*Requirements*. Count the lines in the records below that contain the string "dark", treating uppercase and lowercase as different. Give only the number.

==== Dataset records

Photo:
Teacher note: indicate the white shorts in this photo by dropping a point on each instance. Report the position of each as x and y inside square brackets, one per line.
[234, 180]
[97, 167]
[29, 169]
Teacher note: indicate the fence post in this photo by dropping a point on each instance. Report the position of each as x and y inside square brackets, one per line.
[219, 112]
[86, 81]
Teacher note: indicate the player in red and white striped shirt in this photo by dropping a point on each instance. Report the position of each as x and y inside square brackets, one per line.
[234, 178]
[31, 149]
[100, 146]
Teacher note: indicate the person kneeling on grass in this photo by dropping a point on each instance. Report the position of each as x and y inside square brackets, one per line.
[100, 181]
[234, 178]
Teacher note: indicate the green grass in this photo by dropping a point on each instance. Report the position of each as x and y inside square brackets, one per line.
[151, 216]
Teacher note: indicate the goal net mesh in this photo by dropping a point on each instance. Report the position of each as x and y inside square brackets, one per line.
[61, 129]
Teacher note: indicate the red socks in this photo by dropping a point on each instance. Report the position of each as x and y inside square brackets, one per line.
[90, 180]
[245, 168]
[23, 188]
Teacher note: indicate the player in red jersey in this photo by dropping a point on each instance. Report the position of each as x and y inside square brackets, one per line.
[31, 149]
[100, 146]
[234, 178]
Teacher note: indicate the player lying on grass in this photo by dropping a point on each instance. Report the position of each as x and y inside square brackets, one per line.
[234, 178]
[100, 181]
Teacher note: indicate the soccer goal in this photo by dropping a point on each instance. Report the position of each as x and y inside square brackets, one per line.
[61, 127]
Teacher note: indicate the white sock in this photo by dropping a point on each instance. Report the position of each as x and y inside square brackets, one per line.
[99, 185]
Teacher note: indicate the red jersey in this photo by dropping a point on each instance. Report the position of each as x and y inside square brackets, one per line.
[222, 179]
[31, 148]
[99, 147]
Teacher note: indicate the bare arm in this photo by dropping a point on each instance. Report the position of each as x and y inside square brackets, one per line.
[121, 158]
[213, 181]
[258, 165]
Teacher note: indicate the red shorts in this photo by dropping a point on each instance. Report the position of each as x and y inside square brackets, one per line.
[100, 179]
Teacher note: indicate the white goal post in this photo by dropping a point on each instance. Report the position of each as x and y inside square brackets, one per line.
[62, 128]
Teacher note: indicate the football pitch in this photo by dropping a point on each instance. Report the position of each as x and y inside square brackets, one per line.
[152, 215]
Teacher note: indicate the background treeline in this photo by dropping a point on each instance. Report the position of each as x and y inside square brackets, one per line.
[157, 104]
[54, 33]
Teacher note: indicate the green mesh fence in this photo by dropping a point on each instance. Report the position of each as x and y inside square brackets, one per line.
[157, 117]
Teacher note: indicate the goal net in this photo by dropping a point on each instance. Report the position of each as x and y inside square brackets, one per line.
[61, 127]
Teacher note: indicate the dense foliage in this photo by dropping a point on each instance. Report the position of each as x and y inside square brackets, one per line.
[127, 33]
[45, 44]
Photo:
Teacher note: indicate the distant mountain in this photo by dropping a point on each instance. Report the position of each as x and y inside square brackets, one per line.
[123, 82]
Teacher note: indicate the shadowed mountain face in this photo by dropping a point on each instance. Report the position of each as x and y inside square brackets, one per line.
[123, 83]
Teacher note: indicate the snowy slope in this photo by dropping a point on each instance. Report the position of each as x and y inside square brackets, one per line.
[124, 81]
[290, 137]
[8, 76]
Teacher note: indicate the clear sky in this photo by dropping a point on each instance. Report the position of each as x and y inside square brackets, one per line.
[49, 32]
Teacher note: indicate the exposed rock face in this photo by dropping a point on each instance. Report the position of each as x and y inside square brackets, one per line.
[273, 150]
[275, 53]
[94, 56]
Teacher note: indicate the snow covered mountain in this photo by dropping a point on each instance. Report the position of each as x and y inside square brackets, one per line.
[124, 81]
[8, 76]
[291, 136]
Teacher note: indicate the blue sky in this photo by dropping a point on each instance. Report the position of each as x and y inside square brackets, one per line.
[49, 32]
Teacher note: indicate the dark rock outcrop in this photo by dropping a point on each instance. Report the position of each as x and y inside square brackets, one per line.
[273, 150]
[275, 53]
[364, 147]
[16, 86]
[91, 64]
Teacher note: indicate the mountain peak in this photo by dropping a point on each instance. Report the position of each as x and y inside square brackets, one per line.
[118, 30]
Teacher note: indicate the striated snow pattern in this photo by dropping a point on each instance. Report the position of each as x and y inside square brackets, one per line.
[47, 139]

========
==== Dataset records

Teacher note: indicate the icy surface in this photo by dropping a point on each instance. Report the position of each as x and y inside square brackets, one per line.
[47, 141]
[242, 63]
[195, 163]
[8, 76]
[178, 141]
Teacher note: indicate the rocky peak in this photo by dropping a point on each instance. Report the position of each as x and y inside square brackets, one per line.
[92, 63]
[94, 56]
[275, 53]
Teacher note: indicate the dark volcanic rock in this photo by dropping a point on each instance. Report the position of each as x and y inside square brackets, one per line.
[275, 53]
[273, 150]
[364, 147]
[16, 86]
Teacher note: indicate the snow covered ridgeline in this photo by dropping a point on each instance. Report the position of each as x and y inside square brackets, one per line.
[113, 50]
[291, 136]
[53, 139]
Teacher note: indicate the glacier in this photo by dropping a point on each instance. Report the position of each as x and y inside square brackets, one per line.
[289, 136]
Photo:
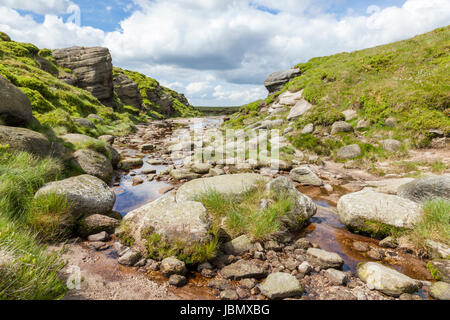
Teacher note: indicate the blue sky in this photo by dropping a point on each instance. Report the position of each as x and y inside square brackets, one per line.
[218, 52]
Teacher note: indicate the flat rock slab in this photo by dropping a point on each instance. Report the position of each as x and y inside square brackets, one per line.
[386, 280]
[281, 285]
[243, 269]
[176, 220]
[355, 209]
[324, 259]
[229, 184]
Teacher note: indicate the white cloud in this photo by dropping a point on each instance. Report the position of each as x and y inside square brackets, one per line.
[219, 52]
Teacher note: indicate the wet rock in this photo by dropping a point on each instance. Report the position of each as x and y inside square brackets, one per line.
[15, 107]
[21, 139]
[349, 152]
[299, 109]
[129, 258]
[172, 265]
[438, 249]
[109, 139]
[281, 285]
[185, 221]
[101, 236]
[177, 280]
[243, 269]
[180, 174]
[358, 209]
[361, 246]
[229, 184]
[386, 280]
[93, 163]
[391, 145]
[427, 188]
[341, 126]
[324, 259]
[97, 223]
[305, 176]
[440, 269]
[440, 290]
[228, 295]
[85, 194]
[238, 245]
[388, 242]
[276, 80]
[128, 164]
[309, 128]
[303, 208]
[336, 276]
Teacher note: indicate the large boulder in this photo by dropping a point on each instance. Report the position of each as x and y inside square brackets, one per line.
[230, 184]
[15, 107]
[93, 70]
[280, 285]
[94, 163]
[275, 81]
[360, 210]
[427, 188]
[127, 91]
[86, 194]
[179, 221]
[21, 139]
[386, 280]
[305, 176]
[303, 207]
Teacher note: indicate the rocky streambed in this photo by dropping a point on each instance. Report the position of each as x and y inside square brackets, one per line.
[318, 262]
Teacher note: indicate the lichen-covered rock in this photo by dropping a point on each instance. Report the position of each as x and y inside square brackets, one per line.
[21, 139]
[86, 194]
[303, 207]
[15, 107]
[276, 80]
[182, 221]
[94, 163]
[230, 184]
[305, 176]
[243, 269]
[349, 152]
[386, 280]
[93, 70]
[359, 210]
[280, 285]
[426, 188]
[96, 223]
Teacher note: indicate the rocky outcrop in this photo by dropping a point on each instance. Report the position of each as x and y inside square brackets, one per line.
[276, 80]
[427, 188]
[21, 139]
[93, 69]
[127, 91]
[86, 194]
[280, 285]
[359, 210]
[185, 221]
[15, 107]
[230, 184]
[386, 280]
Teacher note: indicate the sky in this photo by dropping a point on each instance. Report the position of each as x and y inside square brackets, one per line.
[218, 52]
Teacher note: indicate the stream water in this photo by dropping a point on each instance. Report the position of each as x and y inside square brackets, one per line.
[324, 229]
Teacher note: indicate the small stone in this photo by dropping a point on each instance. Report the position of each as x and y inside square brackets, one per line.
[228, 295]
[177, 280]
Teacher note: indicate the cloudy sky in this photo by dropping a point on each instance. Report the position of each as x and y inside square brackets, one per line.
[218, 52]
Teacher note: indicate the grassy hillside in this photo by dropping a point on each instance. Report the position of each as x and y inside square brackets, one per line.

========
==== Dataset records

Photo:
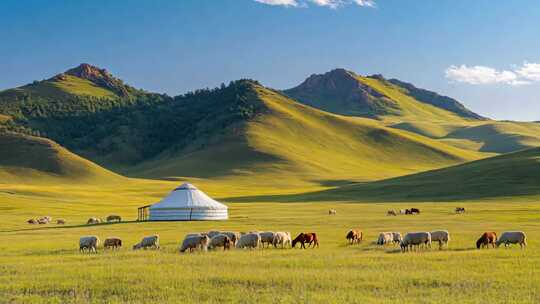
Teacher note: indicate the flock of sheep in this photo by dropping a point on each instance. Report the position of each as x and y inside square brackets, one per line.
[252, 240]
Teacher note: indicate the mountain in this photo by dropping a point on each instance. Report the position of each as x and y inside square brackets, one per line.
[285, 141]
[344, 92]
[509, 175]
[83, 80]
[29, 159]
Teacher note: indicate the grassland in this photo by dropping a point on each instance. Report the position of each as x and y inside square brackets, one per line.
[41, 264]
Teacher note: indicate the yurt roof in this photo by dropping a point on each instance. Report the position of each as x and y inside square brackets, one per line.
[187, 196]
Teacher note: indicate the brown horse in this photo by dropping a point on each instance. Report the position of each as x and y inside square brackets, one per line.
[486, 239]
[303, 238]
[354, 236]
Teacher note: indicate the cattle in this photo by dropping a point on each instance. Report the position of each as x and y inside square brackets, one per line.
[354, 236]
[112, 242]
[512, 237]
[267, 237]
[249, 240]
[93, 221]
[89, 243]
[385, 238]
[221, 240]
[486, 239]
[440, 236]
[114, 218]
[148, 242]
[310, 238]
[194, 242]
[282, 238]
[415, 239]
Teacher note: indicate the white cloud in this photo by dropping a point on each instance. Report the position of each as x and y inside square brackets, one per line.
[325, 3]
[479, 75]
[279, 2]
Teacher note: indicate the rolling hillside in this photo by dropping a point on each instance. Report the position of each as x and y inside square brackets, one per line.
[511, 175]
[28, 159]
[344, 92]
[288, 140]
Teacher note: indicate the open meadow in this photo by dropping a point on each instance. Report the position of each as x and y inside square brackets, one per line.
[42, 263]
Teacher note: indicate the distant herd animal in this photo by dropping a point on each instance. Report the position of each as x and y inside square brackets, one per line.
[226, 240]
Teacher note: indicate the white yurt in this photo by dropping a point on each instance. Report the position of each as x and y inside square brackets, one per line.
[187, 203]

========

*Exercise result*. 2